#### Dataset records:
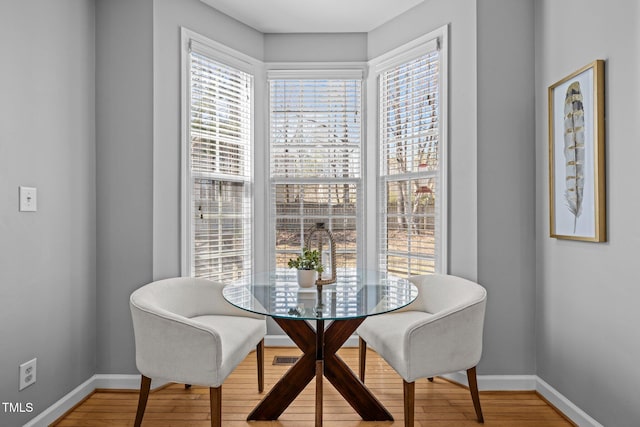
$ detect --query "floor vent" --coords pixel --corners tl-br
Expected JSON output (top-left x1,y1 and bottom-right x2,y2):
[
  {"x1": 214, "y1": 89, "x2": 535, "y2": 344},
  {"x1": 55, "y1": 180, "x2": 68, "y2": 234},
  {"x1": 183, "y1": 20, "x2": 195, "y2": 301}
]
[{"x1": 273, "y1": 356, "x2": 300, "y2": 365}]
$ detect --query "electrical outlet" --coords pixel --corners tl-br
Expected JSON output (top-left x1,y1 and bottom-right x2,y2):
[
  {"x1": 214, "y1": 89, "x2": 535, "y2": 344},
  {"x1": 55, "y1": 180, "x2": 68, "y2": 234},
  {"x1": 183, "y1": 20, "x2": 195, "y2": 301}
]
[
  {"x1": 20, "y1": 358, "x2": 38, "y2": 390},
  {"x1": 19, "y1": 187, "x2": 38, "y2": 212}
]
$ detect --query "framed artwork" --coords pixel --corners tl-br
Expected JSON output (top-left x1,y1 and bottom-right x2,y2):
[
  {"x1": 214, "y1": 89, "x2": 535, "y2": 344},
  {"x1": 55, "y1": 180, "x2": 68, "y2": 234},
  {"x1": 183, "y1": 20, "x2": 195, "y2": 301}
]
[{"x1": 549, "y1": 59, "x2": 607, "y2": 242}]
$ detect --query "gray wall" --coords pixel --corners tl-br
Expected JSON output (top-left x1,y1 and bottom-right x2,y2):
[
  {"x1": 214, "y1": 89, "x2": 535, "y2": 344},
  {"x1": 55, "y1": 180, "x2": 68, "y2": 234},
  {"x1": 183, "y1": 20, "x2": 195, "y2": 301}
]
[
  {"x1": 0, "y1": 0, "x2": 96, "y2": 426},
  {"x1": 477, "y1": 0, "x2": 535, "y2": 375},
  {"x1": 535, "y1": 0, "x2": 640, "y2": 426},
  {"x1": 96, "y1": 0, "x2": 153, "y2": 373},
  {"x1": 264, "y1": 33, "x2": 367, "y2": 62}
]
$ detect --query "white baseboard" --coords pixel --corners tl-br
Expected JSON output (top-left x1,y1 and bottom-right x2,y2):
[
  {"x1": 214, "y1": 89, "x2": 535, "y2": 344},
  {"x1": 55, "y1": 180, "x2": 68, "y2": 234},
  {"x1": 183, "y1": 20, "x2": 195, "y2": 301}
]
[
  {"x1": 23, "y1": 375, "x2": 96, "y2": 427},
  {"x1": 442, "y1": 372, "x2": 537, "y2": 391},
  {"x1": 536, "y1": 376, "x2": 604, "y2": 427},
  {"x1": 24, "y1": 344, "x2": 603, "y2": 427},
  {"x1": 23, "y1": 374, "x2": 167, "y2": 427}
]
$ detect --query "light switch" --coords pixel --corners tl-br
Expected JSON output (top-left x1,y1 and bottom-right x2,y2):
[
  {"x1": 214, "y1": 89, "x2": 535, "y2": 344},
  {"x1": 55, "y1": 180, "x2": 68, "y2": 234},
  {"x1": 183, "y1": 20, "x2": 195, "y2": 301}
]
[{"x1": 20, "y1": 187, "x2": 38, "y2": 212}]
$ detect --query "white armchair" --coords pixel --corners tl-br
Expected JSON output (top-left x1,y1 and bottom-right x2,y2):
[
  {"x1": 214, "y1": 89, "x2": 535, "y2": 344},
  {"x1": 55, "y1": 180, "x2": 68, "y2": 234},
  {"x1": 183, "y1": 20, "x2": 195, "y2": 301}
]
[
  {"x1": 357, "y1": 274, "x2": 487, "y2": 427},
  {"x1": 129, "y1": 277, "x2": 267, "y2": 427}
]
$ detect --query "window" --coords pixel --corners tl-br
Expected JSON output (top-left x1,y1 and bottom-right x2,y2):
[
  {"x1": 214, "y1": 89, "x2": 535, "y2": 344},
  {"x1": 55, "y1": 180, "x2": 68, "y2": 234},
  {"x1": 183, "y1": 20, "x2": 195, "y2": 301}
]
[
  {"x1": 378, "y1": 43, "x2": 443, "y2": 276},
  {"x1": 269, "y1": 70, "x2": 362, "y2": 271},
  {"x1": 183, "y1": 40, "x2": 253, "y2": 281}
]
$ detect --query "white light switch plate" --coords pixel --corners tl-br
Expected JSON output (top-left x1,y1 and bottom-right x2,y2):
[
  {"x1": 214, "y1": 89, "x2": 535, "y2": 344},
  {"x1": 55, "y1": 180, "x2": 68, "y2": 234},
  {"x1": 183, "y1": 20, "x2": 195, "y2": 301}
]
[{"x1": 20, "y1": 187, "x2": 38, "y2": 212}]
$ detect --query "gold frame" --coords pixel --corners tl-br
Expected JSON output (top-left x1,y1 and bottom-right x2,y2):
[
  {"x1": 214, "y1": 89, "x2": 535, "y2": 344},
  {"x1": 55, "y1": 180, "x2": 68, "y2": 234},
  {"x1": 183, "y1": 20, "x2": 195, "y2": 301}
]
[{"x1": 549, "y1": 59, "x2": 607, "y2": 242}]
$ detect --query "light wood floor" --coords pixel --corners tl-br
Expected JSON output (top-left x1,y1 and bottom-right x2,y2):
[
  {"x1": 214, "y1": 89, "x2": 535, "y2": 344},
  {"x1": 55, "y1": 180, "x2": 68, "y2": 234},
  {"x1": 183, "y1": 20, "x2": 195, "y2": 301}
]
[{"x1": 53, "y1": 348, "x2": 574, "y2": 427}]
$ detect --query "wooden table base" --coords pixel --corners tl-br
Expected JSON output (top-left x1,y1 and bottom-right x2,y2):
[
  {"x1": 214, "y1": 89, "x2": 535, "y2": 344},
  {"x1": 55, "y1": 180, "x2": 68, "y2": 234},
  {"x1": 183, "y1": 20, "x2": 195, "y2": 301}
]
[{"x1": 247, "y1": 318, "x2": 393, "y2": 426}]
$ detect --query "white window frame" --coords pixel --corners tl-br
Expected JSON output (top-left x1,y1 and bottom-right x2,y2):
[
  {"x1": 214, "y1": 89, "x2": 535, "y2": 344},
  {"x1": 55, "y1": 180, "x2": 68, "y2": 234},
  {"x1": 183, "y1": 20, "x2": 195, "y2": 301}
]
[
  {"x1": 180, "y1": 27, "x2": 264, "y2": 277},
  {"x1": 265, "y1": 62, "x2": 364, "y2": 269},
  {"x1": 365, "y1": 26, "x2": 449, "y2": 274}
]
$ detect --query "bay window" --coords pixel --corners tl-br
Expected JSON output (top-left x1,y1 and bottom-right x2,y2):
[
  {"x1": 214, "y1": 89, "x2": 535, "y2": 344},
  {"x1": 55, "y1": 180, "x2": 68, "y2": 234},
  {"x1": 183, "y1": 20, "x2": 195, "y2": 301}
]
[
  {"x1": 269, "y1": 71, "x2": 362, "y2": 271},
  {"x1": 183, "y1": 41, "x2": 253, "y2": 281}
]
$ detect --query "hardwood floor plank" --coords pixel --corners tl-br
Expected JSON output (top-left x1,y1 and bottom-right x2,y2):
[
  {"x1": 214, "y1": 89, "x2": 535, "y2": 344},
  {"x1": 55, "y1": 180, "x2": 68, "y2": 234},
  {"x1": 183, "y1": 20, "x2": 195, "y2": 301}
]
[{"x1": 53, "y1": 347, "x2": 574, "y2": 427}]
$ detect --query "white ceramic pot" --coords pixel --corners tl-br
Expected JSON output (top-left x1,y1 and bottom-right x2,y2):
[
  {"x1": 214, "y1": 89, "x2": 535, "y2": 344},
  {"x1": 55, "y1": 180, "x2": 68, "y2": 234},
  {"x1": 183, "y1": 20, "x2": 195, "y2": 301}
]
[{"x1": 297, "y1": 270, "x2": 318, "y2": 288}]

---

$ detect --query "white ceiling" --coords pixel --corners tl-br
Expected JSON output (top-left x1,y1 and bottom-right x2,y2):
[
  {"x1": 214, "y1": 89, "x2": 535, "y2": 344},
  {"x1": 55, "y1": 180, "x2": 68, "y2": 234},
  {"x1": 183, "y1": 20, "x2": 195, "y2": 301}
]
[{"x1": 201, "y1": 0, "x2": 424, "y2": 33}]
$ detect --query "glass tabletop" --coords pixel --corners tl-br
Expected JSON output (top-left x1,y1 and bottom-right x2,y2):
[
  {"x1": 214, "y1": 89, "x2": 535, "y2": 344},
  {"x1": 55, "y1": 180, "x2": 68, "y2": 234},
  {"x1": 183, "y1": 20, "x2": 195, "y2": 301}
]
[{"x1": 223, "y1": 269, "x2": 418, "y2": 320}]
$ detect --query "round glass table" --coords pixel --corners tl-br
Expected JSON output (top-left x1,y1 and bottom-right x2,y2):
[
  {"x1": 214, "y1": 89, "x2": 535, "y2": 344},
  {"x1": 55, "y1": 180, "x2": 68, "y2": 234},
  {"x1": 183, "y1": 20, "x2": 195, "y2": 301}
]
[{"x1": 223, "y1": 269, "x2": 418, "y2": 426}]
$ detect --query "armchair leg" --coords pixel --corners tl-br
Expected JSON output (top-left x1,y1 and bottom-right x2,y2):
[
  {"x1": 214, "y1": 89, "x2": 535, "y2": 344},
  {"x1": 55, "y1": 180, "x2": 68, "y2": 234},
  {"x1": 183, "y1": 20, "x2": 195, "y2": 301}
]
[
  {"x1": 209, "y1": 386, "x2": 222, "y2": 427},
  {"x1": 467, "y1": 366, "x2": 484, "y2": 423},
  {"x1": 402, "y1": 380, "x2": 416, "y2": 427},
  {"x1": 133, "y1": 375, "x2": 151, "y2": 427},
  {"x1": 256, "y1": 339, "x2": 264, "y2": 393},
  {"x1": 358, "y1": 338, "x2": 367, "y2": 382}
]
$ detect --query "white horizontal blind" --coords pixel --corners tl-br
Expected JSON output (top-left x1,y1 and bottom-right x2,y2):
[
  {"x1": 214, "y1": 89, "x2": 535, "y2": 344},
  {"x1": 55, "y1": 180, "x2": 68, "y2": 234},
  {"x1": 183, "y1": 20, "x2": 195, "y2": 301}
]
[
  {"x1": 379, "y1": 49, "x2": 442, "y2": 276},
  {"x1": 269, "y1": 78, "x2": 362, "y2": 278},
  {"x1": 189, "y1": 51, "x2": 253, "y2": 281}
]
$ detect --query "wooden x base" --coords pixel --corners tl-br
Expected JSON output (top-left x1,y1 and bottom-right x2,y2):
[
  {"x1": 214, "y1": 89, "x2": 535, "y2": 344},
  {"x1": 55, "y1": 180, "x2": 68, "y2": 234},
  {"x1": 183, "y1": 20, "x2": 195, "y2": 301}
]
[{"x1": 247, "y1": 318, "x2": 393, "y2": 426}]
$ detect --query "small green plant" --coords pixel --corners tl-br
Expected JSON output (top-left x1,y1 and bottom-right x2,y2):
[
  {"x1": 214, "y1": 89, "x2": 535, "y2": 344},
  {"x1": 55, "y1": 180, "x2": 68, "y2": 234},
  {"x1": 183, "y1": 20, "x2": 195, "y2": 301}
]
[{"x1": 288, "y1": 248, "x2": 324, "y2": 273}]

* * *

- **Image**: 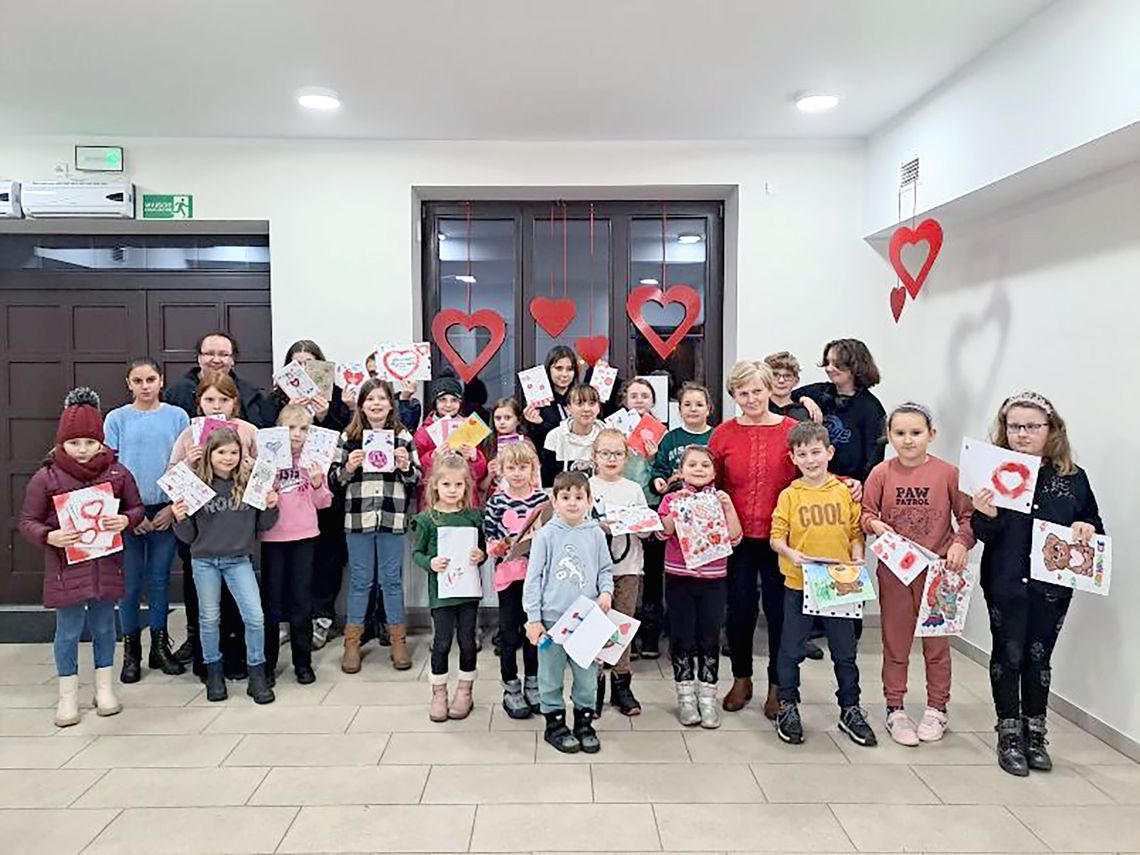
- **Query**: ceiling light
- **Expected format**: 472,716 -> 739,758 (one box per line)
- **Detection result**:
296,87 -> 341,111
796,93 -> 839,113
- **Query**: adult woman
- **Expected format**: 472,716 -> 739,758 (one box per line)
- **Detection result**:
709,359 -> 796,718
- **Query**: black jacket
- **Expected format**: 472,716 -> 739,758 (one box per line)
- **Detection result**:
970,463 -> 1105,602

#### PROBLEM:
List each line above that includes the string "light", matching case exactly.

#### RESULT OF THE TASK:
$ detect --query "light switch" --coords pixel --corners tl-br
$ detect --query "white light switch plate" --coords pixel --corners tl-br
$ detect --query "light wood floor" --coords pixel --corners tl-br
- **Query**: ceiling light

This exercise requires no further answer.